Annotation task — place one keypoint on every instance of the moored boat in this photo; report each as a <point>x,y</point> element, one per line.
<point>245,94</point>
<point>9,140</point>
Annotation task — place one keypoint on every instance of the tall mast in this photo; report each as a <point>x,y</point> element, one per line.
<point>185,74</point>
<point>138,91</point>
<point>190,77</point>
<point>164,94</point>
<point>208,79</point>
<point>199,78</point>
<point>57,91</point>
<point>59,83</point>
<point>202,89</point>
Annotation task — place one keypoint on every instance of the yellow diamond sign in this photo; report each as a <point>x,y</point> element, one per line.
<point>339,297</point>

##############################

## [Task directions]
Repeat, without changes, every line from the one that contains "of the yellow" through the final line of the data.

## [Response area]
Annotation task — place one keypoint on every instance of the yellow diamond sign in this photo; report each as a <point>x,y</point> element, one per line.
<point>339,297</point>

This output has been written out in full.